### Short exercise A
Answer these questions from the passage on Trino development, labeling each answer (i), (ii), (iii):
(i) Which SQL dialect does it call a decent choice for the project-wide setting?
(ii) What must be installed to run the Web UI build commands?
(iii) In which Slack channel is a code freeze announced?

### Passage shown

Note that the version of errorprone used by the IDEA plugin might be older than the one configured in the pom.xml and you might need to disable some checks that are not yet supported by that older version. When in doubt, always check with the full Maven build (./mvnw clean install -DskipTests -Perrorprone-compiler).

Language injection in IDE

In order to enable language injection inside Intellij IDEA, some code elements can be annotated with the @org.intellij.lang.annotations.Language annotation. To make it useful, we recommend:

  • Set the project-wide SQL dialect in Languages & Frameworks | SQL Dialects "Generic SQL" is a decent choice here,
  • Disable inspection SQL | No data source configured,
  • Optionally disable inspection Language injection | Language mismatch.

Even if the IDE does not support language injection this annotation is useful for documenting the API's intent. Considering the above, we recommend annotating with @Language:

  • All API parameters which are expecting to take a String containing an SQL statement (or any other language, like regular expressions),
  • Local variables which otherwise would not be properly recognized by IDE for language injection.

Building the Web UI

The Trino Web UI is composed of several React components and is written in JSX and ES6. This source code is compiled and packaged into browser-compatible Javascript, which is then checked in to the Trino source code (in the dist folder). You must have Node.js and Yarn installed to execute these commands. To update this folder after making changes, simply run:

yarn --cwd core/trino-main/src/main/resources/webapp/src install

If no Javascript dependencies have changed (i.e., no changes to package.json), it is faster to run:

yarn --cwd core/trino-main/src/main/resources/webapp/src run package

To simplify iteration, you can also run in watch mode, which automatically re-compiles when changes to source files are detected:

yarn --cwd core/trino-main/src/main/resources/webapp/src run watch

To iterate quickly, simply re-build the project in IntelliJ after packaging is complete. Project resources will be hot-reloaded and changes are reflected on browser refresh.

Releases

Trino aims for frequent releases, generally once per week. This is a goal but not a guarantee, as critical bugs may lead to a release being pushed back or require an extra emergency release to patch the issue.

At the start of each release cycle, a GitHub issue is filed and pinned to track all necessary release notes. For example, see the issue for Trino 395. In addition, a release notes pull request is updated and maintained throughout the week, tracking all merged commits to ensure every change is properly documented and noted. This uses the release note template, with changes in each section arranged to have new features first, performance improvements second, and bugfixes third. See the release notes for 395 as an example.

Once it is time to release, the release process is kicked off. A code freeze is announced on the Trino Slack in the #releases channel, and then a maintainer utilizes the release scripts to update Trino to the next version.

### Short exercise B
List every line of the listing that contains the string "puddle". Case counts.

### Data lines
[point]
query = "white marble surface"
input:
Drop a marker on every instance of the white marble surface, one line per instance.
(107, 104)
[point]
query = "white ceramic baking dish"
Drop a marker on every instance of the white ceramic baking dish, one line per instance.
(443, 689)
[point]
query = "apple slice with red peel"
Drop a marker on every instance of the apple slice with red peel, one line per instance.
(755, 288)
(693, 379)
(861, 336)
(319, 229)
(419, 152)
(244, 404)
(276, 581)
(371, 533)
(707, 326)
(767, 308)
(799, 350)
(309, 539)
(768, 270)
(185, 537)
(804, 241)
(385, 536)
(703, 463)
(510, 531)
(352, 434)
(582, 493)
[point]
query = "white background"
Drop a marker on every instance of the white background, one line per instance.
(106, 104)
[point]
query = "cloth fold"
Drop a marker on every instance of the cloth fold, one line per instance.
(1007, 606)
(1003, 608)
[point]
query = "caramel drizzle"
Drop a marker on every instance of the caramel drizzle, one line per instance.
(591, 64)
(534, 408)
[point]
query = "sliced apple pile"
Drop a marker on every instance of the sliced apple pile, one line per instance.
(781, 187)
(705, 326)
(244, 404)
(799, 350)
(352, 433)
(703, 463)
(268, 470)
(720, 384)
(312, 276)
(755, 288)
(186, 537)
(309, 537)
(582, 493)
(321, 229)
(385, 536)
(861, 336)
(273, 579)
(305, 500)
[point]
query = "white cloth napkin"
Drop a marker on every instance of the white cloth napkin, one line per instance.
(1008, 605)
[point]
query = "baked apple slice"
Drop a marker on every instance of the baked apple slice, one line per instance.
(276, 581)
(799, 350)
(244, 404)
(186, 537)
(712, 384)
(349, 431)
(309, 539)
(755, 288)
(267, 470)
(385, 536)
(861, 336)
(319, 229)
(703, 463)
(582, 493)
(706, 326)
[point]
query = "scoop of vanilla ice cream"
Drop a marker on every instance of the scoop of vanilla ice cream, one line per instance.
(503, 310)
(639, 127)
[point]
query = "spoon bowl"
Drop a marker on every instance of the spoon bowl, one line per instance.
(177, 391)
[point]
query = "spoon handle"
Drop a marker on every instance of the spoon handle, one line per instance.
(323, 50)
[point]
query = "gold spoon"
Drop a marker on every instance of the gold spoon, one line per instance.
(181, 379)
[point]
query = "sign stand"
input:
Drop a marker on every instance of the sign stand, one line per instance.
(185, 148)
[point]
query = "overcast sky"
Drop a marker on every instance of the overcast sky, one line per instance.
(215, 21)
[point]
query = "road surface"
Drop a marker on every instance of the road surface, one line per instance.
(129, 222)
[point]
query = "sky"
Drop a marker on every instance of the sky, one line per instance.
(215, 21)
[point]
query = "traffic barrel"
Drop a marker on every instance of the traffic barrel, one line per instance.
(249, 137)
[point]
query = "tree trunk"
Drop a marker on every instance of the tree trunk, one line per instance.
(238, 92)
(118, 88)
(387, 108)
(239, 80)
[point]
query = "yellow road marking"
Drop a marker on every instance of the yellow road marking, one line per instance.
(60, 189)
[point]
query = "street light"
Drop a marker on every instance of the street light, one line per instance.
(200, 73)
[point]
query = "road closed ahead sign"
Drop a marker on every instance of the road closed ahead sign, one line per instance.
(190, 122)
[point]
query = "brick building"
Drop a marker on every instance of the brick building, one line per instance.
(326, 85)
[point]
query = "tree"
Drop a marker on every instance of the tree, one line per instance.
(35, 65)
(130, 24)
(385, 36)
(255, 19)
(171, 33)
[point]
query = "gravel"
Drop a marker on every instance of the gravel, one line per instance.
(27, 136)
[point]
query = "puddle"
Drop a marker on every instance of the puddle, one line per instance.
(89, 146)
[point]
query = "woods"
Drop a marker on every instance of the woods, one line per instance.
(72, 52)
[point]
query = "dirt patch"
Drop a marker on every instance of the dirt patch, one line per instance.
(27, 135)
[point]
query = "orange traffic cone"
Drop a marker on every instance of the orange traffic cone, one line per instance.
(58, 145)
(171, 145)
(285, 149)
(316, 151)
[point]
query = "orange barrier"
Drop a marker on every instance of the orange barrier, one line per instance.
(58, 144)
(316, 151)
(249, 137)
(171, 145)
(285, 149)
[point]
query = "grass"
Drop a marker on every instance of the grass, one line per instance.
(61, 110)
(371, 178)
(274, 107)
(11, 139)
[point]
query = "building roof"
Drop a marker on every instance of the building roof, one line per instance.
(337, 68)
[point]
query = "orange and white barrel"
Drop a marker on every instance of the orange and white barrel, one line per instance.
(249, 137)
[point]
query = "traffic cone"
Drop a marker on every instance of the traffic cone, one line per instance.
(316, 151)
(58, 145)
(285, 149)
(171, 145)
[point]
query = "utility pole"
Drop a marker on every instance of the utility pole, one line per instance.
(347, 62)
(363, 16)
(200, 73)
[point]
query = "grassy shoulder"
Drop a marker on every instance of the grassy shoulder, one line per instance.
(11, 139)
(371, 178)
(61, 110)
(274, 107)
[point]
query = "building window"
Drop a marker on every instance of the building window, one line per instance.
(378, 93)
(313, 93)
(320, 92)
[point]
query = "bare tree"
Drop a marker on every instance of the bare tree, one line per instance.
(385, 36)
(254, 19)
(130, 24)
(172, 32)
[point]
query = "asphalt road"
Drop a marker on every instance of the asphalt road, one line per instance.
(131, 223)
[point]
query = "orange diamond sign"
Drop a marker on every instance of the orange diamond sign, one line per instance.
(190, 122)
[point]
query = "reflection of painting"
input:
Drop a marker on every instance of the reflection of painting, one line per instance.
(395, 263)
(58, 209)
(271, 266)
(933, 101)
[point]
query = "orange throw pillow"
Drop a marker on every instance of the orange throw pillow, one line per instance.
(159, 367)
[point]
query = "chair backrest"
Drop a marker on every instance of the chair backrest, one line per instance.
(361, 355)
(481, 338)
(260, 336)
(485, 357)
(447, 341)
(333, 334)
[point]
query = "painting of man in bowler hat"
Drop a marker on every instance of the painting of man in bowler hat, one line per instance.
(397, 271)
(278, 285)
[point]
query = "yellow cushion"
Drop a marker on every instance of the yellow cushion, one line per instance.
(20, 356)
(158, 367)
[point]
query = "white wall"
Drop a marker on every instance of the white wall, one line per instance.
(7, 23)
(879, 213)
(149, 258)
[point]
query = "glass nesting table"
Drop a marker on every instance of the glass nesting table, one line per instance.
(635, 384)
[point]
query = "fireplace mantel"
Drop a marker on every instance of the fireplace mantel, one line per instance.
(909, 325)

### Complete output A
(i) Generic SQL
(ii) Node.js and Yarn
(iii) #releases

### Complete output B
query = "puddle"
Drop a marker on every instance of the puddle, one line per instance.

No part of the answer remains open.